*** Opening of WORKING DATA ***
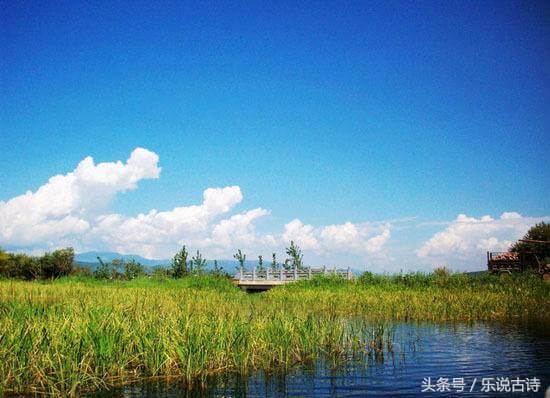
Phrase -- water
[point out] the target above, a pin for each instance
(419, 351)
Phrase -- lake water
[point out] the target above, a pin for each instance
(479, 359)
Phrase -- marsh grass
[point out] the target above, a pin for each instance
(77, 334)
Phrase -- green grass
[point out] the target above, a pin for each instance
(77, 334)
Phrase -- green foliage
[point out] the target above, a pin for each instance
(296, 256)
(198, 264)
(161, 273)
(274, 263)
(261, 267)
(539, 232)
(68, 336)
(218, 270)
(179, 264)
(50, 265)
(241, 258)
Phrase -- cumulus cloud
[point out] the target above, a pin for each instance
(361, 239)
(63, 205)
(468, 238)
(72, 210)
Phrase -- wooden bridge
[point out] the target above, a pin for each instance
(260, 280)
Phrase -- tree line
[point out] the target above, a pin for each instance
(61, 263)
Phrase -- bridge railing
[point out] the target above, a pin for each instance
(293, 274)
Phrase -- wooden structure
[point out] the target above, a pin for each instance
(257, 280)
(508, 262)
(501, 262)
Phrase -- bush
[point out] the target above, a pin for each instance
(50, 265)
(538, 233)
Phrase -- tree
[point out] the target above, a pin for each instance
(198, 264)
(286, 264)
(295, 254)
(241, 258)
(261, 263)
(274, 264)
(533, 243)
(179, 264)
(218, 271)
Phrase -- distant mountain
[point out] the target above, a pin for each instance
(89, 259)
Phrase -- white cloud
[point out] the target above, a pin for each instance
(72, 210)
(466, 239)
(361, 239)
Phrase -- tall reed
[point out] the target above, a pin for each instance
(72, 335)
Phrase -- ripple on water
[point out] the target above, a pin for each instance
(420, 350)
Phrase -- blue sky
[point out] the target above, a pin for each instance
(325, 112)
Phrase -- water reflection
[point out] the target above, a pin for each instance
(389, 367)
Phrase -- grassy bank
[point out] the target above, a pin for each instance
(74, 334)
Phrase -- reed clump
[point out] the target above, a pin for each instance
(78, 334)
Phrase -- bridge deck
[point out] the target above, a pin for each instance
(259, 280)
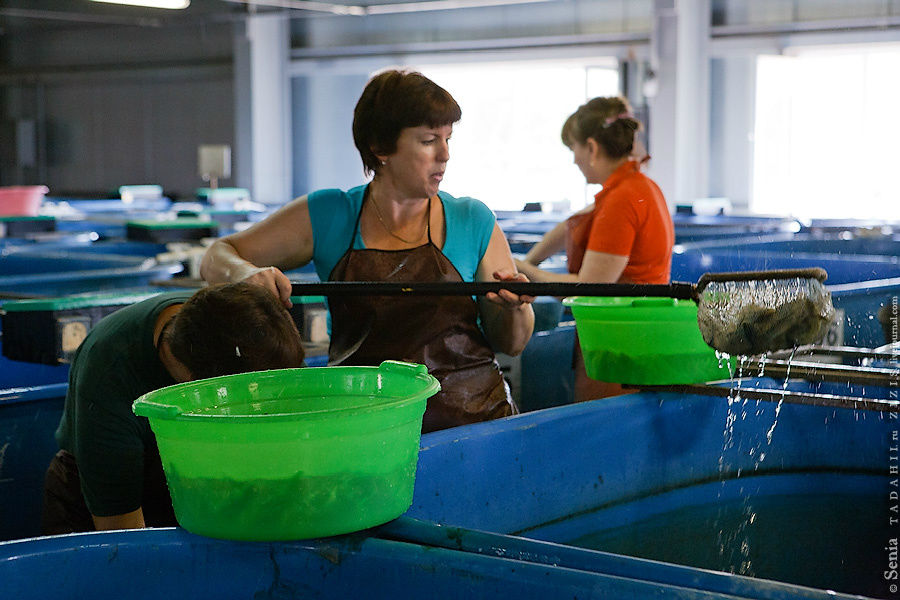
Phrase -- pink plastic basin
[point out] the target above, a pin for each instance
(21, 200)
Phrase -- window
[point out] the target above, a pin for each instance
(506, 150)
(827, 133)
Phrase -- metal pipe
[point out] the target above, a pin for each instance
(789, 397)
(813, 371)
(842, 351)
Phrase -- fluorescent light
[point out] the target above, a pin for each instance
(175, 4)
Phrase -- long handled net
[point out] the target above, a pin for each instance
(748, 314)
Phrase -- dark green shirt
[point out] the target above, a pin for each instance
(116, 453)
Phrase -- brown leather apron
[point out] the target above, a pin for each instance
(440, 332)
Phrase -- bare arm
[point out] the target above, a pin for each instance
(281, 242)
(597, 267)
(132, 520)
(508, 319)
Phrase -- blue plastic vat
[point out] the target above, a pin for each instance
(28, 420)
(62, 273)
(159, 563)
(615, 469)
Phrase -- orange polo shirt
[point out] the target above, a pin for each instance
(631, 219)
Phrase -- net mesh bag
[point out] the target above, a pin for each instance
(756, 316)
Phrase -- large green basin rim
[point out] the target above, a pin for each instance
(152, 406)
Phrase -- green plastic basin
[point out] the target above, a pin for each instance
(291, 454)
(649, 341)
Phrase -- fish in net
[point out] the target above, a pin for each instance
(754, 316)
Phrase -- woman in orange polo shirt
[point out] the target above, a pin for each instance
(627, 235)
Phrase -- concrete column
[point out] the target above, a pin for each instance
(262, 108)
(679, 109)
*** Close of WORKING DATA ***
*** Opening of WORKING DATA ***
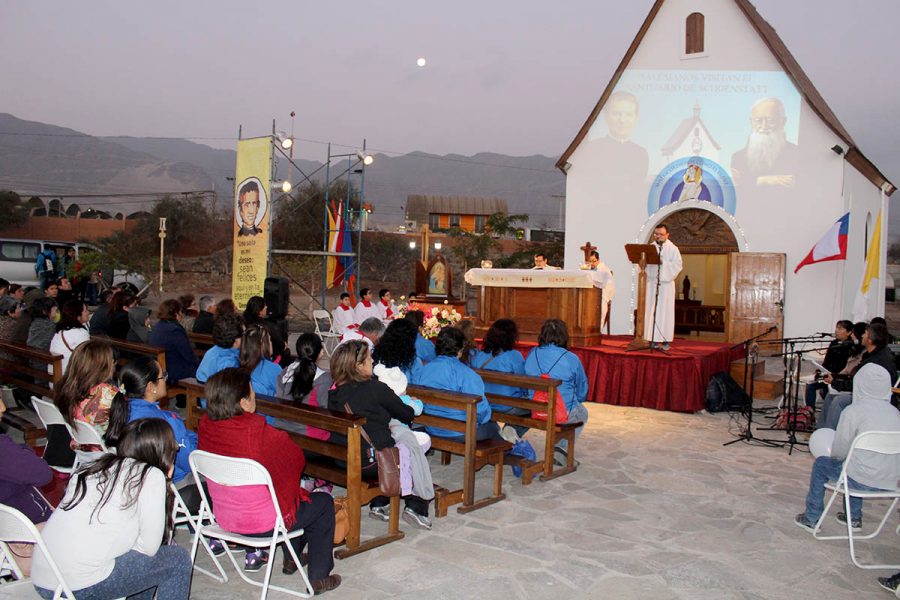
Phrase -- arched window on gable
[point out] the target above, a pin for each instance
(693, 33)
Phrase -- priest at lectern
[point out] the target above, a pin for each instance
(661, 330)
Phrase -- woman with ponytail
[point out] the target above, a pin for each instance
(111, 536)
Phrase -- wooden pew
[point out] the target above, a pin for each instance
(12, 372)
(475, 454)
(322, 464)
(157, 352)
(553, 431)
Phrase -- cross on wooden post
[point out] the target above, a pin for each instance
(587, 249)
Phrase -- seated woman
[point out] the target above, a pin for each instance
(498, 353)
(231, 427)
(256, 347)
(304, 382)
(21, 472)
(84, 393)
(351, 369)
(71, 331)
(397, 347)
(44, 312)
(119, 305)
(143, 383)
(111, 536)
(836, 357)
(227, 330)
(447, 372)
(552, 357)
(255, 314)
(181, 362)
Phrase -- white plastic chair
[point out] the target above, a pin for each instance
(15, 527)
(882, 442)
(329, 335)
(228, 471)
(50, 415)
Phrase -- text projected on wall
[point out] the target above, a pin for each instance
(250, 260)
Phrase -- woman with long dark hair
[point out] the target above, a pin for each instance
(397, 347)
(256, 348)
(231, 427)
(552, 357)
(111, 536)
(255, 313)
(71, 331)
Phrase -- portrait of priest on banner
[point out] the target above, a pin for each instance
*** Close of WORKING DATA ***
*** Opening of WORKING DATA ***
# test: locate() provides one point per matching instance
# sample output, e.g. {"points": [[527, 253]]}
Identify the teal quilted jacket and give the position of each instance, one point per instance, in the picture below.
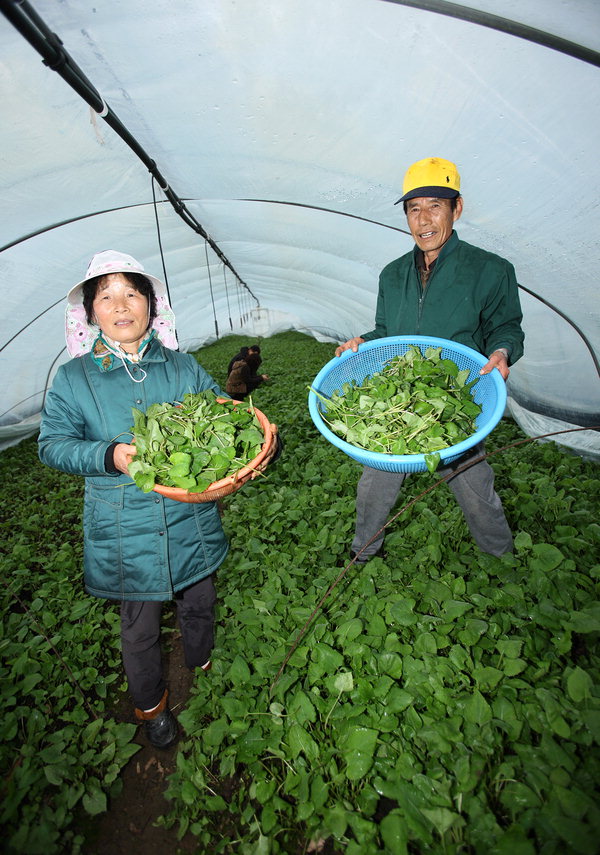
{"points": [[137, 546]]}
*** Close of WORKING DATA ***
▸ WHAT THE TASK REQUIRES
Please give again the lines above between the line holding "Phrase -- woman with long dark hair" and the line holding "Phrase -- portrait of priest on banner", inclusive, exactly as they are and with nothing added.

▸ OUTPUT FOR THIS TASK
Phrase -- woman with long dark hair
[point out] the target above, a pin for each instance
(397, 347)
(256, 348)
(231, 427)
(552, 357)
(111, 536)
(255, 313)
(71, 331)
Phrase -- portrait of priest on banner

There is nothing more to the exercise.